▶ [SET PROBLEM] Please locate each line of the listing that contains the string "target" and copy it out, treating uppercase and lowercase as different.
-- BEGIN DATASET CONTENT --
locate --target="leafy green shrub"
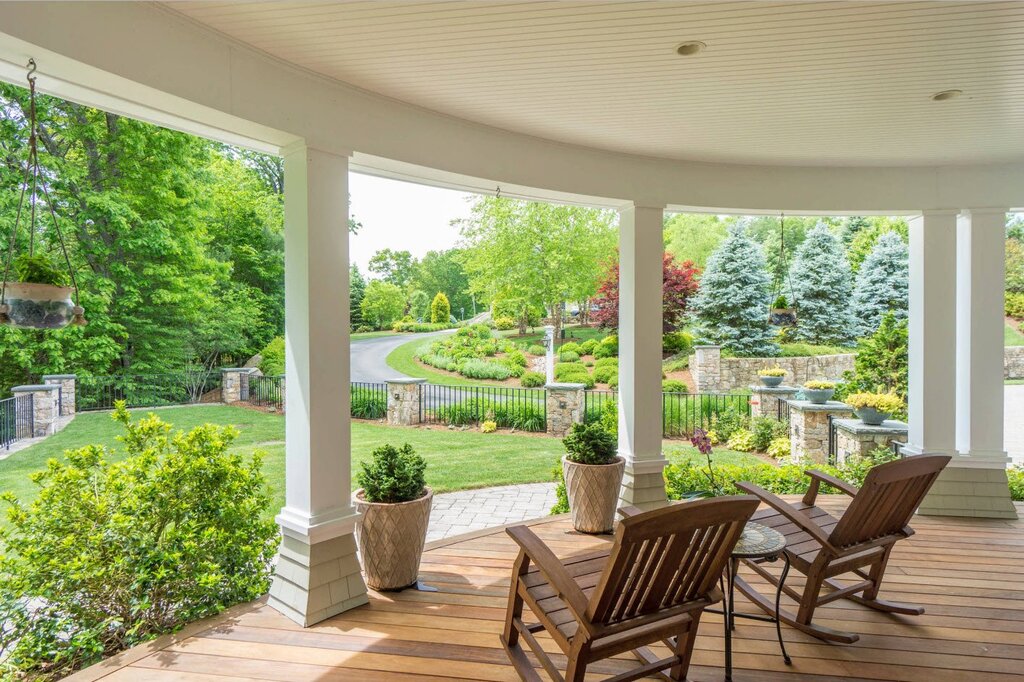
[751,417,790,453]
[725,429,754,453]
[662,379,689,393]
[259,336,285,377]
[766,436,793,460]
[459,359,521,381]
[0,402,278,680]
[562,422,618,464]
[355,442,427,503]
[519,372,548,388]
-- END DATASET CONTENT --
-- BEGIN DATASET CONTENT --
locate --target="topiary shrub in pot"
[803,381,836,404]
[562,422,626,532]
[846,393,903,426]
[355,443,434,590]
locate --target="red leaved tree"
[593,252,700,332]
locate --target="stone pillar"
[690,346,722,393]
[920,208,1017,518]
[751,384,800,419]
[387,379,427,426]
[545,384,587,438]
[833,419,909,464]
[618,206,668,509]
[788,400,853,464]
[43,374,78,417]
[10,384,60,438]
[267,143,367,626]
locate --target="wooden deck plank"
-- END DATASET CONTENT --
▶ [WRITTEN SOLUTION]
locate --target="leafy green shrub"
locate --target="topiary shrub in pot"
locate --target="red leaved tree"
locate --target="stone pillar"
locate --target="wooden deck plank"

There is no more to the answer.